TEXTO EXTRAÍDO -
-------
O “Pingo Doce – Distribuição Alimentar, S.A.” deduziu pedido de indemnização civil contra o arguido requerendo que o mesmo fosse condenado no pagamento do valor do cheque emitido a seu favor, acrescido das despesas bancárias provocadas pela sua devolução (fls. 158, 39 e 40).
Remetido o processo para julgamento, veio a ser realizada audiência no fim da qual o tribunal, por acórdão de 7 de Dezembro de 2010 (fls. 220 a 229), decidiu:
a) Absolver o arguido da prática de um dos três crimes que lhe tinham sido imputados.
-------
SECÇÃO DE DADOS -
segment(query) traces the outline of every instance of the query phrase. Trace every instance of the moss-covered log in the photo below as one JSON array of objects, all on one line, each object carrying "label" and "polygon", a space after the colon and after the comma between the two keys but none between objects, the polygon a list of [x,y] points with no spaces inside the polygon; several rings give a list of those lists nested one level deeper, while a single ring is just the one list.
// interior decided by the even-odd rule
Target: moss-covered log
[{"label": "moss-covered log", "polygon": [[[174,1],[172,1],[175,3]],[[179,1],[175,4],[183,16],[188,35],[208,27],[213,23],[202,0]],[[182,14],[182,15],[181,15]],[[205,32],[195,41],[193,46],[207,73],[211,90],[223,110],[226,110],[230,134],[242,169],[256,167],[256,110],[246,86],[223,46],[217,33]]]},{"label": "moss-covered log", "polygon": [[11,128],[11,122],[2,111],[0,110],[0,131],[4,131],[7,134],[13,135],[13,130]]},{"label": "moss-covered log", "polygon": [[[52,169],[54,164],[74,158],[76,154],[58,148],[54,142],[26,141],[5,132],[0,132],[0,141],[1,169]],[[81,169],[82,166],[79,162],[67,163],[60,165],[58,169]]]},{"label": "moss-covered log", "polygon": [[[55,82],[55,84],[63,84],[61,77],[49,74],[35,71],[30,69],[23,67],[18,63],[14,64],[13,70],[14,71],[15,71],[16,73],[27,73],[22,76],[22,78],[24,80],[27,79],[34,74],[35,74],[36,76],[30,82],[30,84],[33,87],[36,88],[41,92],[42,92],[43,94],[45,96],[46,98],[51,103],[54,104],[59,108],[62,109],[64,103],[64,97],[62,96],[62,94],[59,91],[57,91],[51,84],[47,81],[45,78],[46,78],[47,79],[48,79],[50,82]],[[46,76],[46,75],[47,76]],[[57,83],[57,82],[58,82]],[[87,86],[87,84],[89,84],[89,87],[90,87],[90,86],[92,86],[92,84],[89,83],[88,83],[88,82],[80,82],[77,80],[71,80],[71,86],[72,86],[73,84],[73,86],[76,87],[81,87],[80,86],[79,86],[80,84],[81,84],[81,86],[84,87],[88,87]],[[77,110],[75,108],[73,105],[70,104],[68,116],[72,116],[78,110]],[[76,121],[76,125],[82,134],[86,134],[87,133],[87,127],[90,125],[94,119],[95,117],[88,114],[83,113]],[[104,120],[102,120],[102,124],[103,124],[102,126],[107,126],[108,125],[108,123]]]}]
-------
TAREFAS -
1) Segundo o excerto sobre o processo judicial, em que data foi proferido o acórdão do tribunal?
2) Prossiga o excerto sobre o processo judicial a partir da última frase apresentada.
A listagem tem origem noutra fonte, distinta do excerto sobre o processo judicial.

RESPOSTAS -
1) A 7 de Dezembro de 2010.

2)
b) Condenar o arguido pela prática de dois crimes de emissão de cheque sem provisão p. e p. pelo artigo 11.º, n.º 1, alínea a), do Decreto-Lei n.º 454/91, de 28 de Dezembro, na redacção que lhe foi dada pelo Decreto-Lei n.º 316/97, de 19 de Novembro, na pena, por cada um deles, de 80 dias de multa à taxa diária de 5 €;
c) Condenar o arguido, em cúmulo, na pena única de 140 dias de multa à mesma razão diária, o que perfaz o montante global de 700 €.
d) Absolver o arguido do pedido de indemnização civil que contra ele tinha sido deduzido pelo “Pingo Doce – Distribuição Alimentar, S.A.”.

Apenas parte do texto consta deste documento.